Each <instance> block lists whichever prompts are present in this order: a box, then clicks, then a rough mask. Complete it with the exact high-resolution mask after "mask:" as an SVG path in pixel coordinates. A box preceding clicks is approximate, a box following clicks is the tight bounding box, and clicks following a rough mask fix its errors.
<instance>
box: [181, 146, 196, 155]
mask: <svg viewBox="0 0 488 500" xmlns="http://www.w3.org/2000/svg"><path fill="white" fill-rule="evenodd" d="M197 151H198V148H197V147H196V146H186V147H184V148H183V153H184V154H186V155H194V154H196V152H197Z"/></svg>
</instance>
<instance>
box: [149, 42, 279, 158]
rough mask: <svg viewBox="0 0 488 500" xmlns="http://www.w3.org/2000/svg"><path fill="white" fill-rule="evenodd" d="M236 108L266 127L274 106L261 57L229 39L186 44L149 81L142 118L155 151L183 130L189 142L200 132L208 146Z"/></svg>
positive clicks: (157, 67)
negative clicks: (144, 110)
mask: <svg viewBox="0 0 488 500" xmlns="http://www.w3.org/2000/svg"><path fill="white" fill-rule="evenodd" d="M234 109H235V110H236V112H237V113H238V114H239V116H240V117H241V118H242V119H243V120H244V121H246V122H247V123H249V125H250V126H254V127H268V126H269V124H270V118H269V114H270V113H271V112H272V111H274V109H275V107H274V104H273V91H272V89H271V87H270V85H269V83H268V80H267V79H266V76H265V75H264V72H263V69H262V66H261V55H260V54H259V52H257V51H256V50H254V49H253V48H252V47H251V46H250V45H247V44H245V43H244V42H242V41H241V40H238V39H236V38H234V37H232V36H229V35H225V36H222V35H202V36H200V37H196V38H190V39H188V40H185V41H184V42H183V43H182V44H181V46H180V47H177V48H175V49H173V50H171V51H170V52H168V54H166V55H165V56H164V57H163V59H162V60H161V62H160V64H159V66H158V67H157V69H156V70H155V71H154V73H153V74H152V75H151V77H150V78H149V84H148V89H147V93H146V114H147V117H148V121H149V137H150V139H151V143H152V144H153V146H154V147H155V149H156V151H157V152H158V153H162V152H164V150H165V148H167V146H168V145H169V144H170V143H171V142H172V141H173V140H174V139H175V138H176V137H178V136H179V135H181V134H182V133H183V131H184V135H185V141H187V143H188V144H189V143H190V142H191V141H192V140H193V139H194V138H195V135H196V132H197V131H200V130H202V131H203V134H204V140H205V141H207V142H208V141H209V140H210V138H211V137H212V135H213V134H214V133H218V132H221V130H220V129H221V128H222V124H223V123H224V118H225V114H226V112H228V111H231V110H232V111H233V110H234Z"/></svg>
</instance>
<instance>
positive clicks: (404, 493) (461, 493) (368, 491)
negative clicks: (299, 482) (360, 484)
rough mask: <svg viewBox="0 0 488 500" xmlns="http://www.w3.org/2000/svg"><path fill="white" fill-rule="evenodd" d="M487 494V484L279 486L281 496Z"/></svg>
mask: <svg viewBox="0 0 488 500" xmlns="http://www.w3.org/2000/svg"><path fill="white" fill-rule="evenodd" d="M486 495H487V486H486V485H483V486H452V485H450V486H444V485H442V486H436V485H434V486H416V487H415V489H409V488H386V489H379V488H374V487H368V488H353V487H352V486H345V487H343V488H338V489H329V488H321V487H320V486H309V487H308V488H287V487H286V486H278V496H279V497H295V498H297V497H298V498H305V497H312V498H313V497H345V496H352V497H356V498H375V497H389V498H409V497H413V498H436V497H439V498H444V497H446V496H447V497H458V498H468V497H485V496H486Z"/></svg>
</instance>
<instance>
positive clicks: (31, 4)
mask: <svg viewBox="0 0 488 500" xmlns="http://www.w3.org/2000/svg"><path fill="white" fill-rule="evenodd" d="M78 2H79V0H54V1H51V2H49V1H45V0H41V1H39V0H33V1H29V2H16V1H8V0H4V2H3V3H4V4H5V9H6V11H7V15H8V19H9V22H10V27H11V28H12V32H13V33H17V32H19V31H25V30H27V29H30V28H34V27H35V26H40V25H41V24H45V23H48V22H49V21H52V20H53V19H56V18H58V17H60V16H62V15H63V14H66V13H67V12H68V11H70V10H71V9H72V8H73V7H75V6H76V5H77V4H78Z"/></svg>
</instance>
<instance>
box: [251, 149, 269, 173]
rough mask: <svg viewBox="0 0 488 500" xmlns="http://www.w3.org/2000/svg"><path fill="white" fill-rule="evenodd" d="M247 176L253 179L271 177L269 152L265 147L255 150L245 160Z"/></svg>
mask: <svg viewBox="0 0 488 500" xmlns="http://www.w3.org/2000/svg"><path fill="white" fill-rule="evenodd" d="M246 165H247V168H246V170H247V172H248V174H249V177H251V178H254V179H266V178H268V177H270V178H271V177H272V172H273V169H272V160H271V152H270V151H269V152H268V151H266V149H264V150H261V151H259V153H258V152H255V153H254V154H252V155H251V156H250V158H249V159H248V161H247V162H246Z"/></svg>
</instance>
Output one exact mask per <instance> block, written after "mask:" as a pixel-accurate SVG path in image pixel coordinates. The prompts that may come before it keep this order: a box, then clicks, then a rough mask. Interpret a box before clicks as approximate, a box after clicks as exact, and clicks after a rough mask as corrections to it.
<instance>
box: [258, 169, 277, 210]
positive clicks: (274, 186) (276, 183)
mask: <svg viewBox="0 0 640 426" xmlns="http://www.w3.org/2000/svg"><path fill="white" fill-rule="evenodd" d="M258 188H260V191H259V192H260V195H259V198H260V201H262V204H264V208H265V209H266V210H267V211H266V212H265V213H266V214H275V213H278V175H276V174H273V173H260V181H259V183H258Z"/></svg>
+-------+
Tugas Anda: Tulis ulang baris-baris dari awal data sampai dengan baris yang memuat "positive clicks: (157, 67)", dengan "rough mask" diganti menjadi "draft mask" dan bagian lainnya tetap sama.

Penyelesaian Lengkap:
Each <instance> block lists whichever prompts are present in this order: a box, then clicks, then a draft mask. Complete it with the exact high-resolution mask after "mask:" as an SVG path in pixel coordinates. A box preceding clicks is approximate, a box following clicks is the tight bounding box, and clicks following a draft mask fix its errors.
<instance>
box: [181, 146, 196, 155]
mask: <svg viewBox="0 0 488 500" xmlns="http://www.w3.org/2000/svg"><path fill="white" fill-rule="evenodd" d="M197 151H198V148H197V147H196V146H186V147H184V148H183V153H184V154H186V155H194V154H196V152H197Z"/></svg>
</instance>
<instance>
box: [149, 42, 279, 158]
draft mask: <svg viewBox="0 0 488 500" xmlns="http://www.w3.org/2000/svg"><path fill="white" fill-rule="evenodd" d="M236 108L266 127L274 106L261 57L229 39L186 44L149 81L142 118L155 151L183 130L189 142L200 132L208 146Z"/></svg>
positive clicks: (157, 67)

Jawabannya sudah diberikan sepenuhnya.